» **Text**
BEGIN
A drop-in, model-agnostic cache for Large Language Model API calls

These details have not been verified by PyPI

Project links

Project description

LLM Cache

A drop-in, model-agnostic cache for Large Language Model API calls. Cache your OpenAI, Anthropic, and other LLM API responses to save costs and improve performance.

Author: Sherin Joseph Roy
Email: sherin.joseph2217@gmail.com
GitHub: @Sherin-SEF-AI

Features

🔐 Deterministic Hashing: SHA256-based request signature hashing
💾 Multiple Backends: SQLite (default) and Redis support
📊 Cost Tracking: Monitor API costs and savings
⚡ Streaming Support: Cache and replay streamed responses
🔧 Provider Agnostic: Works with OpenAI, Anthropic, Cohere, and more
🛡️ Encryption: Optional AES-256 encryption for sensitive data
🗜️ Compression: Zstandard compression to reduce storage
🌐 HTTP Proxy: Transparent proxy mode for existing applications
📈 Metrics: Prometheus-compatible metrics endpoint
⚙️ TTL Support: Configurable time-to-live for cache entries

Quick Start

Installation

pip install llm-cache

Basic Usage

Decorator Pattern

from llm_cache import cached_call

@cached_call(provider="openai", model="gpt-4")
END
» **Task goal**
Continue the LLM Cache project description from the line where it stops.

» **Data records**
BEGIN
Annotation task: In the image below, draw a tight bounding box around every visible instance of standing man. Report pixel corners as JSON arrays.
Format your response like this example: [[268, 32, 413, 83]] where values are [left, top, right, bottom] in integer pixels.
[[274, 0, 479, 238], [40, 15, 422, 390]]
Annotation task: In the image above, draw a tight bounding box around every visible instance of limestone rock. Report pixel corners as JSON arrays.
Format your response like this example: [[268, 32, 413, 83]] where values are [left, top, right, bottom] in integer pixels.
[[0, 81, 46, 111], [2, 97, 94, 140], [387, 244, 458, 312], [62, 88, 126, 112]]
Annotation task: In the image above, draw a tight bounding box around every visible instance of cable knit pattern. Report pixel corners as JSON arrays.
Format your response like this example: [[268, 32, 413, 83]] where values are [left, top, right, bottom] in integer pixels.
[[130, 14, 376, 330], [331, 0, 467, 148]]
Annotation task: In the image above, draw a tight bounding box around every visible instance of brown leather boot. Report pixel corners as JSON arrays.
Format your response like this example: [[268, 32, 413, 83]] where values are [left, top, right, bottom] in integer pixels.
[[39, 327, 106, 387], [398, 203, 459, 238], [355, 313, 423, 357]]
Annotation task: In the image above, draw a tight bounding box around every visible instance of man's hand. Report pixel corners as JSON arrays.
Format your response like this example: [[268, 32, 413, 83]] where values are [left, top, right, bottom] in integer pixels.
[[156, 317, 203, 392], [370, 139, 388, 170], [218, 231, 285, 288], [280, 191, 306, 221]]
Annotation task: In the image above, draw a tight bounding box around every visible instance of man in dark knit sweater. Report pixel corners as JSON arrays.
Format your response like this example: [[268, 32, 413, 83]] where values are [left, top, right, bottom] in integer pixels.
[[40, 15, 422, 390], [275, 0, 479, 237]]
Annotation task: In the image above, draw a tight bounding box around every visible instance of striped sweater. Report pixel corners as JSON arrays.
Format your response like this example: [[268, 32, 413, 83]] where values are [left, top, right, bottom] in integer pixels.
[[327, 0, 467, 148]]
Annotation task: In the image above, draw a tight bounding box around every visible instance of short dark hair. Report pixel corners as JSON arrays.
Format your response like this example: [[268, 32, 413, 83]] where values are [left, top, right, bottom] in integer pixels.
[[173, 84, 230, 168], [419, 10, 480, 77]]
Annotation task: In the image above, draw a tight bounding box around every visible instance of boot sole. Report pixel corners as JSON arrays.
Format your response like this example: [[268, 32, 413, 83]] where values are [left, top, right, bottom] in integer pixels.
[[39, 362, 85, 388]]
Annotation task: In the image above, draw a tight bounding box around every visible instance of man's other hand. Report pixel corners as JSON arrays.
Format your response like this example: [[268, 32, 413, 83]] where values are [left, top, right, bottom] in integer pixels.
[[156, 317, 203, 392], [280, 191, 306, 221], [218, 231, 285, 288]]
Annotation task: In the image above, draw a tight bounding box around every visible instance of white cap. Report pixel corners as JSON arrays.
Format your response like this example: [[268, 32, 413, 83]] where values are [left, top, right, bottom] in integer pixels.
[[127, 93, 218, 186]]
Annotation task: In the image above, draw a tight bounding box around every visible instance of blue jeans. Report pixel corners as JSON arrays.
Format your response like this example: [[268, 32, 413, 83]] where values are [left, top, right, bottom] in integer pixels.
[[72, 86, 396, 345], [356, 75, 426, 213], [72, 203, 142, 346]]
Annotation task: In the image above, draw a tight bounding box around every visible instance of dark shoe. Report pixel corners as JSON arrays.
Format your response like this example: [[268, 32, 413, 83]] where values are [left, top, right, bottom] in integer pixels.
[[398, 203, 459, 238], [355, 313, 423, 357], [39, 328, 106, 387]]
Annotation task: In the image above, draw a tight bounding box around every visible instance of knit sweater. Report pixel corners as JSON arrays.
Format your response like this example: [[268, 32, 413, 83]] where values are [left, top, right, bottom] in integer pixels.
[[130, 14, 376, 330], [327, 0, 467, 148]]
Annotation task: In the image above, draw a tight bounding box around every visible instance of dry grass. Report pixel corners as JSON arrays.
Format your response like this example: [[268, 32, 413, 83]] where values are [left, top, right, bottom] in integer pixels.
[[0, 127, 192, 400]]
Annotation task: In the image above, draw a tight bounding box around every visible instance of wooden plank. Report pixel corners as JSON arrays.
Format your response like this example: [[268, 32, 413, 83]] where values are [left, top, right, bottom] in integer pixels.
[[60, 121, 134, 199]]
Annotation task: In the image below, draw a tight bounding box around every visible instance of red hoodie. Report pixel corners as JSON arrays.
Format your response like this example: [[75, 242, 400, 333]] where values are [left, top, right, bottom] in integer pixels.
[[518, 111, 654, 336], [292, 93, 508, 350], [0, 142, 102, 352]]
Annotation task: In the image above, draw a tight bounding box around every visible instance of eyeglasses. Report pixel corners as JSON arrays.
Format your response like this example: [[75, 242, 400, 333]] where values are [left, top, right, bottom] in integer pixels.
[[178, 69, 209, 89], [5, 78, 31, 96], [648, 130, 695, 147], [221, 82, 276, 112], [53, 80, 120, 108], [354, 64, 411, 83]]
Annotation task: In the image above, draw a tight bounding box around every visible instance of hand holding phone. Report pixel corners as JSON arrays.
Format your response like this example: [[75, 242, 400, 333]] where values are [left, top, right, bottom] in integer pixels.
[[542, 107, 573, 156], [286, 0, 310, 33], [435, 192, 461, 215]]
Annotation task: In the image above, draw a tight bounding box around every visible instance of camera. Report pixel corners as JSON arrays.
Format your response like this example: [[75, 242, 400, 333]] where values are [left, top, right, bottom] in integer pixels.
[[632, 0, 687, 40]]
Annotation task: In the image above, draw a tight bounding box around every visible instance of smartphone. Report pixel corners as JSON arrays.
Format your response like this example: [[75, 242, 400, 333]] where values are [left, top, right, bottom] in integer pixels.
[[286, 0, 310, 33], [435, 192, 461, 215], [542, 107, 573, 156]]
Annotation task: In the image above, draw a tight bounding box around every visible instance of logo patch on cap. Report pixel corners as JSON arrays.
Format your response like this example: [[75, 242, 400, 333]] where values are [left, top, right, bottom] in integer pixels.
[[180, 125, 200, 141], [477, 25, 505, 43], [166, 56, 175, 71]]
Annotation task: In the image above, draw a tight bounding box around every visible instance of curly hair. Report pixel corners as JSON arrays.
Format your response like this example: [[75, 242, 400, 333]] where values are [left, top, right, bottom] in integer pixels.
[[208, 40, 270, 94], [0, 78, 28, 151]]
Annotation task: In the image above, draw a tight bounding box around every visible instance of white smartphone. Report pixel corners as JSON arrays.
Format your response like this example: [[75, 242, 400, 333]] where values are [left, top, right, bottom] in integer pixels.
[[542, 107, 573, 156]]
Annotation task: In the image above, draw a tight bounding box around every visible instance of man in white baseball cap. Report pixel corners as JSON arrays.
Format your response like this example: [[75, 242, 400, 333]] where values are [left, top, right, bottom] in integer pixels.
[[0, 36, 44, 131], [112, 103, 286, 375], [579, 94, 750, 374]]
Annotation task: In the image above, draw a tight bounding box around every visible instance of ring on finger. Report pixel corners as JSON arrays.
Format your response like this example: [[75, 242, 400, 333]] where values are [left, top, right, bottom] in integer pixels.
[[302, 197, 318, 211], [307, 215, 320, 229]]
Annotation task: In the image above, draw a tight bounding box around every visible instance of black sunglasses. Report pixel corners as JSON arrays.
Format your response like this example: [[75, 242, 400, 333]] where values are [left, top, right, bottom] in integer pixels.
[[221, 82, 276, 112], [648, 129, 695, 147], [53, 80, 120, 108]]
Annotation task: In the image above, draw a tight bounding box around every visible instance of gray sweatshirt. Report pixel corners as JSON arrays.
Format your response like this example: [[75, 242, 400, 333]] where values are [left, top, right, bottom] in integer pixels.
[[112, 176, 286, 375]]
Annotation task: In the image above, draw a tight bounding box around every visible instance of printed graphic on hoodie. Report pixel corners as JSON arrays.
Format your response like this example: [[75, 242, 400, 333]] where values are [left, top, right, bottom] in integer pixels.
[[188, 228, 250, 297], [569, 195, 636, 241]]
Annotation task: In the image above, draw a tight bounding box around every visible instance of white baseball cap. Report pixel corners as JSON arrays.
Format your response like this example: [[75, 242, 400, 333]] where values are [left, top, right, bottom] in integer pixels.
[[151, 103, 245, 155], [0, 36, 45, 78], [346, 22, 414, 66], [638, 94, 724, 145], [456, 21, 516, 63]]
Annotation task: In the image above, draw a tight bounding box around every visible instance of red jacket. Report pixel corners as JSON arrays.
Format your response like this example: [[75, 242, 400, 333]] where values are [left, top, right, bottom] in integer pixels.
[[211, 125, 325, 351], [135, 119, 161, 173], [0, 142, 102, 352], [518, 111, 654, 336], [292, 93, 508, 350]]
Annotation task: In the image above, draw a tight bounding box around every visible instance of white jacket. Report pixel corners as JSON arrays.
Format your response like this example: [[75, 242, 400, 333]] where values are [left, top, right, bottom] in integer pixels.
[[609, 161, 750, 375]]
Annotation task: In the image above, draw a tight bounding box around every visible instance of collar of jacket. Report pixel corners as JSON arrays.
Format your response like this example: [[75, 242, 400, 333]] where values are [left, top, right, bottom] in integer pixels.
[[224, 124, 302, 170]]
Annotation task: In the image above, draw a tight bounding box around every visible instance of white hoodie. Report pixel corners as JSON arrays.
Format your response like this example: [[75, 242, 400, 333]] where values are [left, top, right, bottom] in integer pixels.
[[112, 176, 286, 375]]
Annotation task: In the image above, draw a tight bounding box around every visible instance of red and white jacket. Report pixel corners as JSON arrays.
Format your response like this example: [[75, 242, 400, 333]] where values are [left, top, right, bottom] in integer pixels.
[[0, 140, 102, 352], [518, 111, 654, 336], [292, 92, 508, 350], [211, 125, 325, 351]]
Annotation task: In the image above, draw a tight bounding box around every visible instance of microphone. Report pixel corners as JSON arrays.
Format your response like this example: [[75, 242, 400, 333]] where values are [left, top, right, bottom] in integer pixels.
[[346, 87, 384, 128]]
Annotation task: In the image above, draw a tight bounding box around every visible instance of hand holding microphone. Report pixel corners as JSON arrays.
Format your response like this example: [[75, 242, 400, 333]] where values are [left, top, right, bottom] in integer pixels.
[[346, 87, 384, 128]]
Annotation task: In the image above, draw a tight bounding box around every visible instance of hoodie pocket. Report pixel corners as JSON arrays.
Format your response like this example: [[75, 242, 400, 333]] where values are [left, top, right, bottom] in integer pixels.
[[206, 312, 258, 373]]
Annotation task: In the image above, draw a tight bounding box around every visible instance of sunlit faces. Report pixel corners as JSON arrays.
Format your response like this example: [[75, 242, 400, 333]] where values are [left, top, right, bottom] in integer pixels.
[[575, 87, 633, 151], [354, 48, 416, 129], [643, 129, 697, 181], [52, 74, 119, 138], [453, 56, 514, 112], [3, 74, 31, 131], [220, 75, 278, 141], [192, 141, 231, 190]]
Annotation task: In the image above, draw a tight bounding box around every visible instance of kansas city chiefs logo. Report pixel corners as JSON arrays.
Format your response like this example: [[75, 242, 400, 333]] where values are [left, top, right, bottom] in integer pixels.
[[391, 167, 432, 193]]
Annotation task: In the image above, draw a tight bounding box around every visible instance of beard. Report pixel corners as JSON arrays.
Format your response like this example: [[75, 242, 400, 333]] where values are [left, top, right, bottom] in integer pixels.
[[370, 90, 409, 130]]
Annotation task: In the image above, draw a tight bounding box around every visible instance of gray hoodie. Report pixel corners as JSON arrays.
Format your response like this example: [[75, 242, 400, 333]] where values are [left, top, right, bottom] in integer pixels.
END
» **Exercise response**
def ask_llm(prompt: str):
    # Your existing OpenAI call here
    return openai_client.chat.completions.create(
        model="gpt-4",
        messages=[{"role": "user", "content": prompt}]
    )

# First call hits the API
response1 = ask_llm("What is Python?")
# Second call returns cached response
response2 = ask_llm("What is Python?")  # Instant!

Context Manager

from llm_cache import wrap_openai
import openai

client = openai.OpenAI()

# Wrap your client with caching
with wrap_openai(client, ttl_days=7):
    # All calls are automatically cached
    response1 = client.chat.completions.create(
        model="gpt-4",
        messages=[{"role": "user", "content": "Hello"}]
    )
    
    # Same request returns cached response
    response2 = client.chat.completions.create(
        model="gpt-4", 
        messages=[{"role": "user", "content": "Hello"}]
    )

Low-level API

from llm_cache import LLMCache

cache = LLMCache()

def fetch_from_openai(prompt):
    # Your actual API call
    return openai_client.chat.completions.create(...)

# Get or set from cache
response = cache.get_or_set(
    key="unique_request_hash",
    fetch_func=lambda: fetch_from_openai("What is AI?"),
    provider="openai",
    model="gpt-4",
    endpoint="/v1/chat/completions",
    request_data={"messages": [{"role": "user", "content": "What is AI?"}]}
)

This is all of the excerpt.